Figure 4-4.-Convergence and divergence in waves.
Convergence and divergence are not quite so easily
identified in wave-shaped flow patterns because the
wave speed of movement is often the factor that
determines the distribution. The most common
distribution for waves moving toward the east is
illustrated in figure 4-4. There is relatively little
divergence at the trough and ridge lines, with
convergence to the west and divergence to the east of
the trough lines.
This chapter devotes more time to a discussion of
convergence because it is the most difficult
characteristic to assess. Its extent ranges from the
extremely local convergence of thunderstorm cells
and tornadoes to the large-scale convergence of the
broad and deep currents of poleward- and
equatorward-moving air masses.
The amount, type, and intensity of the weather
phenomena resulting from any of the lifting processes
described in this chapter depend on the stability or
convective stability of the air being lifted.

Extracted records:
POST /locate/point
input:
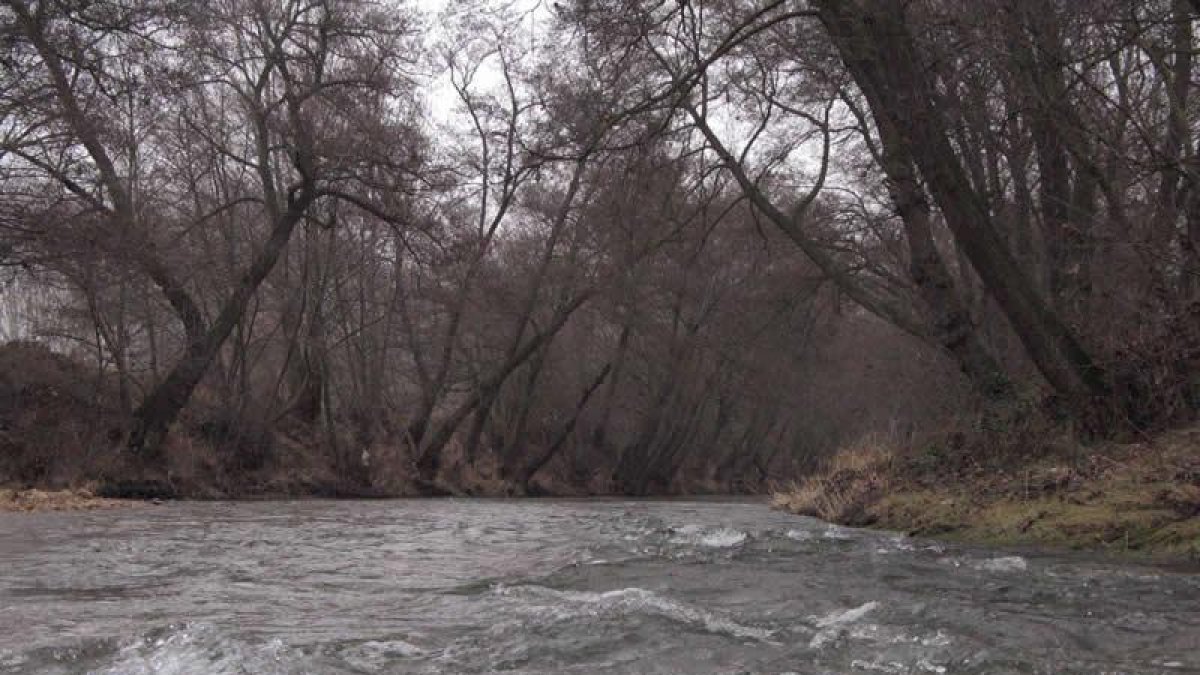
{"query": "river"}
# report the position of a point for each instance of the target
(556, 587)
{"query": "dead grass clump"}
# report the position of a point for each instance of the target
(846, 488)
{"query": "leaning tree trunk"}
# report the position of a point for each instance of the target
(877, 47)
(162, 405)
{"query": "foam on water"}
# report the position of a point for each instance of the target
(832, 623)
(1007, 563)
(569, 605)
(718, 538)
(198, 647)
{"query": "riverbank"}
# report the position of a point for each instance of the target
(1138, 499)
(58, 500)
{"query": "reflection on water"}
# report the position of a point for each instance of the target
(558, 586)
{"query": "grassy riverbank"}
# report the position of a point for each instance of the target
(58, 500)
(1140, 499)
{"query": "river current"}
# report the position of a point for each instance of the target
(444, 586)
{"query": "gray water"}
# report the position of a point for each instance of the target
(558, 586)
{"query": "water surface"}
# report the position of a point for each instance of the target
(558, 586)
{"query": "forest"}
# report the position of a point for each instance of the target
(587, 246)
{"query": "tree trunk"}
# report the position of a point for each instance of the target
(163, 404)
(877, 47)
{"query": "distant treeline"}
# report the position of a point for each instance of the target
(655, 245)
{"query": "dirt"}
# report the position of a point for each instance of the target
(1134, 499)
(58, 500)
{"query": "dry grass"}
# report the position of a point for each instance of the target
(845, 488)
(1133, 497)
(57, 500)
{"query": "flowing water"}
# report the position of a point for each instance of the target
(558, 586)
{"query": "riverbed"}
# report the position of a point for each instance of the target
(441, 586)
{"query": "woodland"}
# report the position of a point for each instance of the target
(589, 246)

Task: Resume the passage on convergence and divergence, picking up right after its final sentence. The records have no connection to the passage on convergence and divergence.

Result of this exercise:
All of the lifting mechanisms (orographic, frontal,
vertical stretching) can occur in any particular weather
situation. Any combination, or all three, are possible,
and even probable. For instance, an occluded cyclone
of maritime origin moving onto a mountainous west
coast of a continent could easily have associated with it
warm frontal lifting, cold frontal lifting, orographic
lifting, lateral convergence, and convergence in the
southerly flow. All fronts have a degree of convergence
associated with them.
WEATHER DISSIPATION
PROCESSES
LEARNING OBJECTIVES: Identify processes
leading to the dissipation of weather.
Each of the processes described in the preceding
text
has
its
counterpart
among
the
condensation-preventing or weather-dissipating
processes.
Downslope flow on the lee side of
orographic barriers results in adiabatic warming. If the
air mass above and in advance of a frontal surface is
moving with a relative component away from the front,
downslope motion with adiabatic warming will occur.
Divergence of air from an area must be compensated for
by subsiding air above the layer, which is warmed
adiabatically. These mechanisms have the common
effect of increasing the temperature of the air, thus
preventing condensation.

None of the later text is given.